• [Exercise]: Copy out the stretch of lines from the one containing "instances of choppy" through the one containing "[3,13,794,586]", requests included, and shift every coordinate in the answers up by 41.
··· Information supplied ···
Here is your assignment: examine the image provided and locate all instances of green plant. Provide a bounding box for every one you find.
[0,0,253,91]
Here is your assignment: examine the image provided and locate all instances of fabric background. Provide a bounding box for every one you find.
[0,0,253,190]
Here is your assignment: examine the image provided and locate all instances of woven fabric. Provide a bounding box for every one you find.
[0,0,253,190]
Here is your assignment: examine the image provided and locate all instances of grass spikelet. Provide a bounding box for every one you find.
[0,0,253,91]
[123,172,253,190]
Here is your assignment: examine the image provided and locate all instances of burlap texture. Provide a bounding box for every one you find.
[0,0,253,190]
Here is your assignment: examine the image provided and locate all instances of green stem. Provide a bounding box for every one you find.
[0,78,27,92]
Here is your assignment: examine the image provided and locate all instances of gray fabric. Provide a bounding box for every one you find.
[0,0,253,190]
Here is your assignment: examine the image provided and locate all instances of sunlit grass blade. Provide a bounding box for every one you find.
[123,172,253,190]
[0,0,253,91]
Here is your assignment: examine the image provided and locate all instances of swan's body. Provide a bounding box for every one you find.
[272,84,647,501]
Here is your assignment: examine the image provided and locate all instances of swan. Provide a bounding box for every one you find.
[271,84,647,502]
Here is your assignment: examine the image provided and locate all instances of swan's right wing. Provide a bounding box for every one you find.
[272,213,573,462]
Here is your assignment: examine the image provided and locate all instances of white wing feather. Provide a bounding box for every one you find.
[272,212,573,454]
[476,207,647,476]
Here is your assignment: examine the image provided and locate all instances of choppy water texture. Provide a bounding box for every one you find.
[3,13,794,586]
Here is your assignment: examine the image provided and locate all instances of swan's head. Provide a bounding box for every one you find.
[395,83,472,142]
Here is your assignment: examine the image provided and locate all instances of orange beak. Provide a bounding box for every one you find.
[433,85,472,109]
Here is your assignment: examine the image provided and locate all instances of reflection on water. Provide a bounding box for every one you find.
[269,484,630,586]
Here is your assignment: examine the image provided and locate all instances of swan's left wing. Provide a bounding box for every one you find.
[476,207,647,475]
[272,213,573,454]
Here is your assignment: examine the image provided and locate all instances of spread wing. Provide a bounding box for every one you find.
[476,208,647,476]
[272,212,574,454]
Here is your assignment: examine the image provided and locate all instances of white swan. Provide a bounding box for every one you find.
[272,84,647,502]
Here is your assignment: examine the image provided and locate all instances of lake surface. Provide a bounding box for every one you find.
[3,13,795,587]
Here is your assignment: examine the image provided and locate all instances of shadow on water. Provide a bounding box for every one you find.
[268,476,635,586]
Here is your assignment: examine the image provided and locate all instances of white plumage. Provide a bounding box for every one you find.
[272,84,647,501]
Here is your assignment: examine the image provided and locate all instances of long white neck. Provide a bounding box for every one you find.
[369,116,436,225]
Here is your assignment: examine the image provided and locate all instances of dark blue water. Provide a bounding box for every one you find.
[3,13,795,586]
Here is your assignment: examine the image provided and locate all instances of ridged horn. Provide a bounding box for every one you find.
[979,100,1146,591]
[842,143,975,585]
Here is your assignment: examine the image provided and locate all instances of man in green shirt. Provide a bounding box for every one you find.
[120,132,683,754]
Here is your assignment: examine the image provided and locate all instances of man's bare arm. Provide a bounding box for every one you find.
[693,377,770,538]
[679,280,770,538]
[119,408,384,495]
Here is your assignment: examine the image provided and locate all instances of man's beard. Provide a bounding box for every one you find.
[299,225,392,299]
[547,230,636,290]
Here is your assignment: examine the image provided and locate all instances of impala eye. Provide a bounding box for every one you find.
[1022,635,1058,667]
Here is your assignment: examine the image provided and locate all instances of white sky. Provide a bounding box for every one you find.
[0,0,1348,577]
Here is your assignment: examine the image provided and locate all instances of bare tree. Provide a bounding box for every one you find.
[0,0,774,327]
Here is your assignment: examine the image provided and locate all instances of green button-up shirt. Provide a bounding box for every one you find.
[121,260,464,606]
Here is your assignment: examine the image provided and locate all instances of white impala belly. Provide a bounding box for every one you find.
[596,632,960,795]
···
• [Answer to the problem]:
Here is your assignment: examine the image provided and locate all instances of choppy water texture. Provide a bounding box for every one you find.
[44,54,835,627]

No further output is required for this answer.